## [What the task requires]
From the interview excerpt below, set down word for word the passage from "I’m writing a" to "many decades now.".

======== Text to read

In graduate school, I was fascinated by works of great thinkers of the 18th and 19th centuries—our own Mr. Jefferson, Kant, Hegel and others—who were convinced that history was progressive, that things were getting better and better, that society and even the world were becoming more rational, peaceful and prosperous. It’s a lovely way to look at the world, but the 20th century was not kind to this view. Nor has the 21st been, so far, at least in the Muslim world, which is my current preoccupation.

What are you reading now?

I’m writing a book titled What History Can Teach Us About Radical Islamso I’m continuing to read a great deal in this vein. Right now I’m reading David Cook’s Understanding Jihad, a concise and balanced treatment—scholarly yet accessible—of this crucial concept in Islam. I’m also continuing to read the writings of some Islamist thinkers, in volumes such as Princeton Readings in Islamist Thought, to try to see more clearly what the Islamists’ complaints are about not only America but the ideology and institutions of secularism. I’m trying to understand the persistent and even growing appeal of Islamism, an ideology that has been underestimated by secularists for many decades now.

================
======== Material supplied

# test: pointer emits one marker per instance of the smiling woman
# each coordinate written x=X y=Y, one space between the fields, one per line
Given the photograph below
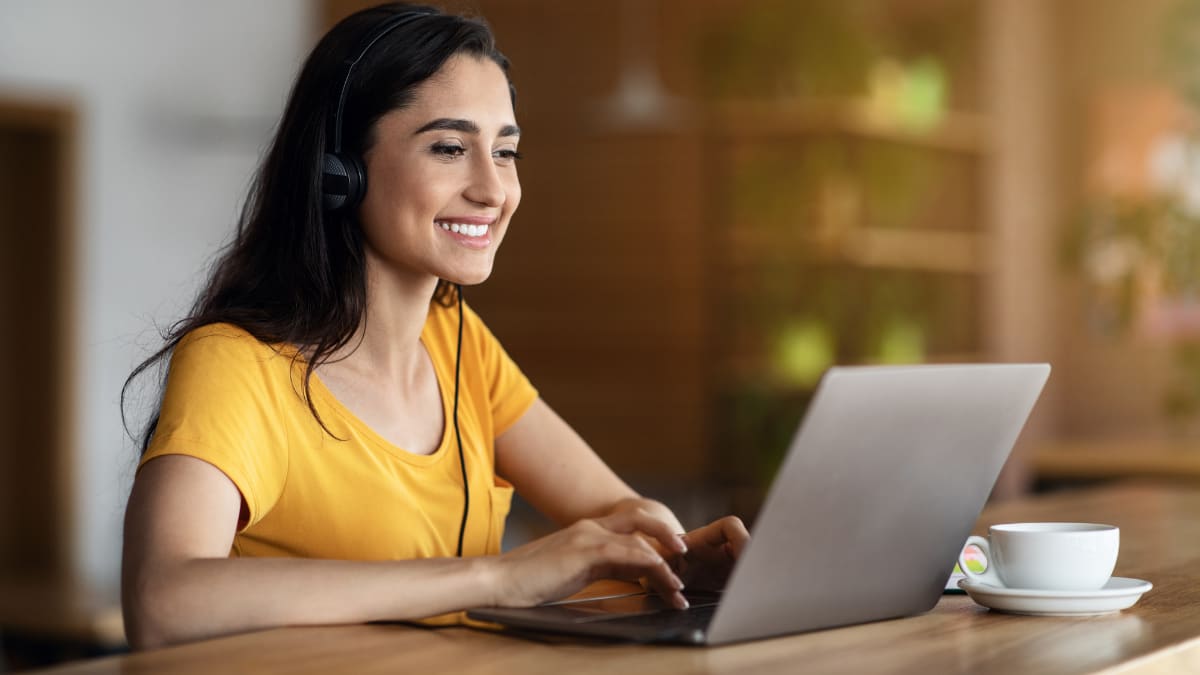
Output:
x=340 y=436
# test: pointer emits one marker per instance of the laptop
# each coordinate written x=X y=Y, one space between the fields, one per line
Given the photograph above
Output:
x=881 y=485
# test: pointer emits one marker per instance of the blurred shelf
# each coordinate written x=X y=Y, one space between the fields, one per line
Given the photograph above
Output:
x=954 y=132
x=61 y=610
x=924 y=250
x=1117 y=459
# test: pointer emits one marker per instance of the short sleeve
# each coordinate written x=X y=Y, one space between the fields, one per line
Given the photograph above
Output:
x=509 y=390
x=221 y=405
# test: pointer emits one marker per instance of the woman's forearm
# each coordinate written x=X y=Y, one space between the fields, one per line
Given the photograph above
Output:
x=201 y=598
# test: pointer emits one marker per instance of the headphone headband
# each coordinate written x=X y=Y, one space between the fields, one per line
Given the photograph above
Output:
x=352 y=64
x=343 y=177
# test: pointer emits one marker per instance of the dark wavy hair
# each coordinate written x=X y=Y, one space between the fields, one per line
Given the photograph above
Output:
x=294 y=274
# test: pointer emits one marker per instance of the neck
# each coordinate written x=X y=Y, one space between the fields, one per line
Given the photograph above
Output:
x=387 y=344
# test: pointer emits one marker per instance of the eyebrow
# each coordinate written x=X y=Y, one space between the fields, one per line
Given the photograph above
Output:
x=466 y=126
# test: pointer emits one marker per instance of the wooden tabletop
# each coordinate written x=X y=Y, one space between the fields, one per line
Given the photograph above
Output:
x=1159 y=542
x=1072 y=460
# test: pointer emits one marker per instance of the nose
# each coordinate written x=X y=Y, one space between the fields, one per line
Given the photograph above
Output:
x=486 y=186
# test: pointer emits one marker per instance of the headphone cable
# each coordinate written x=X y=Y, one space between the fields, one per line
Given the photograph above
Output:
x=462 y=459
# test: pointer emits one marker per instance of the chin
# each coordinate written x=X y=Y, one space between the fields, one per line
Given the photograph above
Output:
x=469 y=278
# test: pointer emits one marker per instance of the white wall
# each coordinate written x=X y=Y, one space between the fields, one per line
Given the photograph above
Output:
x=177 y=99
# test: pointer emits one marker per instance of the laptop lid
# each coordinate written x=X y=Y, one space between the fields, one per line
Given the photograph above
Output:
x=880 y=488
x=882 y=484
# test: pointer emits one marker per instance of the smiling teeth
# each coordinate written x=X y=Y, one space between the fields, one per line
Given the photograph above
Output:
x=468 y=230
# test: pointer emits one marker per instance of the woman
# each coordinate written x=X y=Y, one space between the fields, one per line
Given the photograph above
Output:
x=339 y=437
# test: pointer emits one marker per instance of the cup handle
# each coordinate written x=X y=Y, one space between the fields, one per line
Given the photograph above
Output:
x=989 y=574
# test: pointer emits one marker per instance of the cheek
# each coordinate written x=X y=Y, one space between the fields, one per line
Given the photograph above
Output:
x=513 y=193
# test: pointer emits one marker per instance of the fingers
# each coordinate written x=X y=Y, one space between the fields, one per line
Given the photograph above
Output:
x=627 y=555
x=729 y=535
x=641 y=520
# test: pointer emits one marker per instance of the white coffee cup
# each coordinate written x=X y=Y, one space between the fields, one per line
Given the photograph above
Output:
x=1057 y=556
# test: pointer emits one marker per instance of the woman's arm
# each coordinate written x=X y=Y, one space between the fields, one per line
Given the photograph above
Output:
x=180 y=585
x=558 y=473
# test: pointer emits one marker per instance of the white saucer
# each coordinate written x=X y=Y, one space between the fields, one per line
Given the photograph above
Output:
x=1119 y=593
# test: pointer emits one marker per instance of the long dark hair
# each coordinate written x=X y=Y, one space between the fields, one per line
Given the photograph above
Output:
x=294 y=274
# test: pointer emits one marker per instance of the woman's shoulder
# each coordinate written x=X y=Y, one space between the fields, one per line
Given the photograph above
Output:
x=227 y=341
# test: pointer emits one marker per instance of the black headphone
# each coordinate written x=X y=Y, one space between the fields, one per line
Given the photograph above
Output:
x=343 y=177
x=343 y=183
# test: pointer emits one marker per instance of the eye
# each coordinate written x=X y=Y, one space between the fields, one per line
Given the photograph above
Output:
x=507 y=156
x=448 y=150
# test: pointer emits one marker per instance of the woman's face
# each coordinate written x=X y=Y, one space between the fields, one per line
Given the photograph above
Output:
x=442 y=177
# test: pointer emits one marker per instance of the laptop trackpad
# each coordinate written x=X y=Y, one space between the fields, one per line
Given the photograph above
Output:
x=612 y=607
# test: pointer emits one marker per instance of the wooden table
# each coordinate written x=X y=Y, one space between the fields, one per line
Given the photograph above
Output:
x=1161 y=542
x=1091 y=460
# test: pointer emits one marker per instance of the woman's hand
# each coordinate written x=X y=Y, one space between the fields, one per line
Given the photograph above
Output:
x=712 y=551
x=617 y=545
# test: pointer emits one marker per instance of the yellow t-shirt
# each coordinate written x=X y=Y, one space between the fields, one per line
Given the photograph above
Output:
x=237 y=404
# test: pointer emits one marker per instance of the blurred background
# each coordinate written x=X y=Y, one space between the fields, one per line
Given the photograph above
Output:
x=721 y=199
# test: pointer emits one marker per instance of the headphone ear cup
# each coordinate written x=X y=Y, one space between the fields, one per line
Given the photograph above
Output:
x=343 y=181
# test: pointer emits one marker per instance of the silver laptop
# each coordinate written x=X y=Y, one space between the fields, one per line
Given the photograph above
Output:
x=883 y=481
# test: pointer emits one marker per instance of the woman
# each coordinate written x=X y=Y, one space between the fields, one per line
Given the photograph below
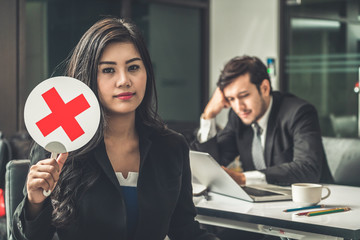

================

## [Task result]
I’m writing a book titled What History Can Teach Us About Radical Islamso I’m continuing to read a great deal in this vein. Right now I’m reading David Cook’s Understanding Jihad, a concise and balanced treatment—scholarly yet accessible—of this crucial concept in Islam. I’m also continuing to read the writings of some Islamist thinkers, in volumes such as Princeton Readings in Islamist Thought, to try to see more clearly what the Islamists’ complaints are about not only America but the ideology and institutions of secularism. I’m trying to understand the persistent and even growing appeal of Islamism, an ideology that has been underestimated by secularists for many decades now.